- Opening Delimiter -

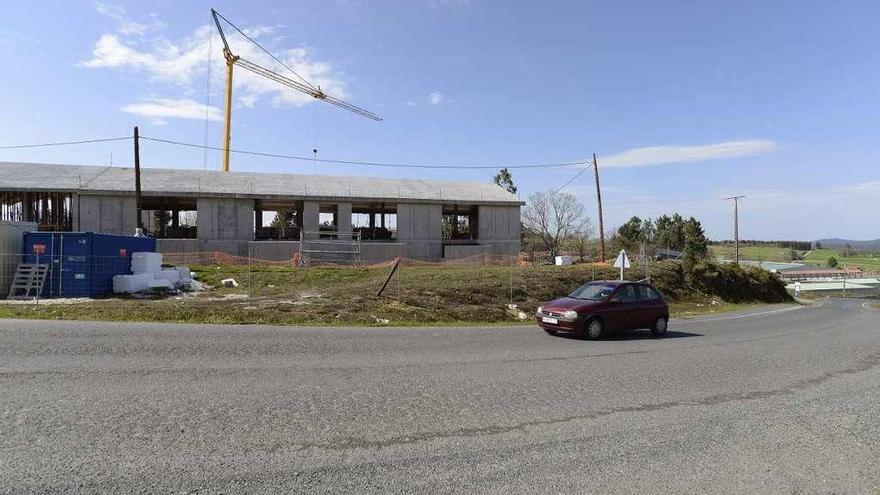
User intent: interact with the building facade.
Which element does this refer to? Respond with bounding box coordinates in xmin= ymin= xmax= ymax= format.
xmin=0 ymin=162 xmax=523 ymax=262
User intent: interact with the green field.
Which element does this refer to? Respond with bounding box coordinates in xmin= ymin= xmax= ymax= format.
xmin=801 ymin=248 xmax=880 ymax=271
xmin=708 ymin=244 xmax=801 ymax=262
xmin=709 ymin=244 xmax=880 ymax=272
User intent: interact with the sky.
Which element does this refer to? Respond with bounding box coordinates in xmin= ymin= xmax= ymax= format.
xmin=1 ymin=0 xmax=878 ymax=241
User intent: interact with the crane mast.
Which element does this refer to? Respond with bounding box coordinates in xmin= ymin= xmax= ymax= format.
xmin=210 ymin=9 xmax=381 ymax=172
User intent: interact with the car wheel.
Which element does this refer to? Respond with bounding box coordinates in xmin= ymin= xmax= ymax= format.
xmin=650 ymin=316 xmax=668 ymax=337
xmin=584 ymin=318 xmax=604 ymax=340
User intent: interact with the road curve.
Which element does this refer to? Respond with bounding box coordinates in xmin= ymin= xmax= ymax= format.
xmin=1 ymin=299 xmax=879 ymax=494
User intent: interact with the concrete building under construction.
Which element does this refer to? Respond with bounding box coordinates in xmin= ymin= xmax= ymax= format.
xmin=0 ymin=161 xmax=523 ymax=262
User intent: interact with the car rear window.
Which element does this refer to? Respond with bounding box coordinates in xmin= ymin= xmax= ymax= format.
xmin=611 ymin=284 xmax=639 ymax=303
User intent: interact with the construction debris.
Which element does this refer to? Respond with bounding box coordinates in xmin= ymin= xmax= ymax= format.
xmin=112 ymin=252 xmax=196 ymax=294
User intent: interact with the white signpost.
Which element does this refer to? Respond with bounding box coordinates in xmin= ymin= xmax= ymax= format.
xmin=613 ymin=250 xmax=631 ymax=281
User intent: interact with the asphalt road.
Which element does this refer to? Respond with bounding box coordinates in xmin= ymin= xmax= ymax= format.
xmin=2 ymin=299 xmax=879 ymax=494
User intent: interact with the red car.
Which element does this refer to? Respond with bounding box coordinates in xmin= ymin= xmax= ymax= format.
xmin=536 ymin=280 xmax=669 ymax=339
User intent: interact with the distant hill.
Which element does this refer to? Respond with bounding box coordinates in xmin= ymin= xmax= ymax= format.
xmin=814 ymin=238 xmax=880 ymax=250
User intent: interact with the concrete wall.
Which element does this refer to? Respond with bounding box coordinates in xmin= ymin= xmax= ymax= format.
xmin=444 ymin=244 xmax=490 ymax=260
xmin=155 ymin=239 xmax=201 ymax=253
xmin=75 ymin=194 xmax=138 ymax=235
xmin=397 ymin=203 xmax=443 ymax=260
xmin=477 ymin=205 xmax=521 ymax=256
xmin=0 ymin=221 xmax=37 ymax=297
xmin=360 ymin=242 xmax=407 ymax=264
xmin=197 ymin=198 xmax=254 ymax=242
xmin=248 ymin=241 xmax=301 ymax=261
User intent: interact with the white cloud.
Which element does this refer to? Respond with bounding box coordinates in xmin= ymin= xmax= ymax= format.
xmin=122 ymin=98 xmax=222 ymax=121
xmin=405 ymin=100 xmax=416 ymax=107
xmin=93 ymin=2 xmax=163 ymax=36
xmin=601 ymin=140 xmax=778 ymax=168
xmin=82 ymin=8 xmax=350 ymax=120
xmin=428 ymin=92 xmax=444 ymax=105
xmin=846 ymin=181 xmax=880 ymax=192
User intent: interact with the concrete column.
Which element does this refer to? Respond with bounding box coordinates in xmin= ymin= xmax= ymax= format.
xmin=71 ymin=194 xmax=80 ymax=231
xmin=22 ymin=193 xmax=34 ymax=222
xmin=302 ymin=201 xmax=320 ymax=238
xmin=337 ymin=202 xmax=352 ymax=238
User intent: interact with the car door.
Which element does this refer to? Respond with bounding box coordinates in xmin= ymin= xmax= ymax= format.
xmin=639 ymin=284 xmax=667 ymax=328
xmin=636 ymin=284 xmax=662 ymax=328
xmin=605 ymin=284 xmax=640 ymax=331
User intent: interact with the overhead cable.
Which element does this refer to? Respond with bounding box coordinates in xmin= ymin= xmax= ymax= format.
xmin=141 ymin=135 xmax=592 ymax=170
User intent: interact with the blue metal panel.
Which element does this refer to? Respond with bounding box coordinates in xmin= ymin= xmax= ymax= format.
xmin=59 ymin=233 xmax=92 ymax=297
xmin=88 ymin=233 xmax=156 ymax=297
xmin=21 ymin=232 xmax=156 ymax=298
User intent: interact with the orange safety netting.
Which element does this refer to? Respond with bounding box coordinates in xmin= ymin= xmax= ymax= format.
xmin=159 ymin=251 xmax=529 ymax=269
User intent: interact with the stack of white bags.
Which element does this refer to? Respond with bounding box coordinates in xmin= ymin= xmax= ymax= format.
xmin=113 ymin=252 xmax=194 ymax=294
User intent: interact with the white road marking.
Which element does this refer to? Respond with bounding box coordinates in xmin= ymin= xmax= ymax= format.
xmin=675 ymin=305 xmax=804 ymax=324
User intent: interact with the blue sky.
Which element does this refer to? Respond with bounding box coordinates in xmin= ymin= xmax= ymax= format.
xmin=1 ymin=0 xmax=878 ymax=240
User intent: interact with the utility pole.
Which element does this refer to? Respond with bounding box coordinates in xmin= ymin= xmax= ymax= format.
xmin=593 ymin=153 xmax=606 ymax=263
xmin=724 ymin=195 xmax=746 ymax=263
xmin=133 ymin=126 xmax=143 ymax=231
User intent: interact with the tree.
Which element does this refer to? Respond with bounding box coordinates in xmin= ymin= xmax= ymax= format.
xmin=815 ymin=241 xmax=823 ymax=250
xmin=569 ymin=218 xmax=595 ymax=263
xmin=493 ymin=168 xmax=517 ymax=194
xmin=682 ymin=217 xmax=709 ymax=272
xmin=827 ymin=256 xmax=838 ymax=268
xmin=270 ymin=210 xmax=297 ymax=236
xmin=655 ymin=213 xmax=686 ymax=251
xmin=152 ymin=210 xmax=171 ymax=238
xmin=522 ymin=191 xmax=588 ymax=261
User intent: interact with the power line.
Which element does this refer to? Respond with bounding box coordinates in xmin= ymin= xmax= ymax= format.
xmin=553 ymin=162 xmax=594 ymax=195
xmin=140 ymin=135 xmax=592 ymax=170
xmin=0 ymin=137 xmax=131 ymax=150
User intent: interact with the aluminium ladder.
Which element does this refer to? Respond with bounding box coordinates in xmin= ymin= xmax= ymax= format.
xmin=7 ymin=263 xmax=50 ymax=300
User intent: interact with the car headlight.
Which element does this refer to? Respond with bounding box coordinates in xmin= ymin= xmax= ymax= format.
xmin=562 ymin=310 xmax=578 ymax=319
xmin=536 ymin=306 xmax=544 ymax=314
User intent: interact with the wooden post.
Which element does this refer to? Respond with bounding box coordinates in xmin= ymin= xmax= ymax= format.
xmin=377 ymin=258 xmax=401 ymax=297
xmin=134 ymin=126 xmax=143 ymax=230
xmin=593 ymin=153 xmax=606 ymax=263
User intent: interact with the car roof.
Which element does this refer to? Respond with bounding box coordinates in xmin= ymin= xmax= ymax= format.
xmin=592 ymin=280 xmax=647 ymax=286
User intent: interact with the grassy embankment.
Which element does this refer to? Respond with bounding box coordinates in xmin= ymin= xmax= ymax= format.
xmin=0 ymin=260 xmax=793 ymax=326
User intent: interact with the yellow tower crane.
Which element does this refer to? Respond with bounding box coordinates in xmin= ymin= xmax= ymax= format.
xmin=210 ymin=9 xmax=382 ymax=172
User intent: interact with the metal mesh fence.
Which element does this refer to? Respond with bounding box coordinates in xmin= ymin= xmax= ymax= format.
xmin=7 ymin=248 xmax=870 ymax=309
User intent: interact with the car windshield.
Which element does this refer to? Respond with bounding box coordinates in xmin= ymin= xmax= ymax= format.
xmin=569 ymin=283 xmax=616 ymax=301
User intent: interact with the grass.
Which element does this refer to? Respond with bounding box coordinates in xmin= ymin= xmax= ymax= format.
xmin=709 ymin=244 xmax=880 ymax=272
xmin=801 ymin=248 xmax=880 ymax=271
xmin=708 ymin=244 xmax=801 ymax=262
xmin=0 ymin=261 xmax=793 ymax=327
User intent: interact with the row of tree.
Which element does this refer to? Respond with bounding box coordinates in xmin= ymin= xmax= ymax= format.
xmin=612 ymin=214 xmax=709 ymax=261
xmin=496 ymin=168 xmax=711 ymax=266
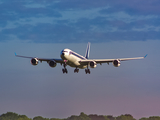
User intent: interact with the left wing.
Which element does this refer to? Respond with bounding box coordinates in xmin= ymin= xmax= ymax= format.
xmin=79 ymin=55 xmax=147 ymax=65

- Closing Delimiter -

**About this exercise**
Which lines of the material above hold the string "blue"? Pull them out.

**Task solution**
User intent: interact with the blue metal panel.
User intent: interact with the blue sky.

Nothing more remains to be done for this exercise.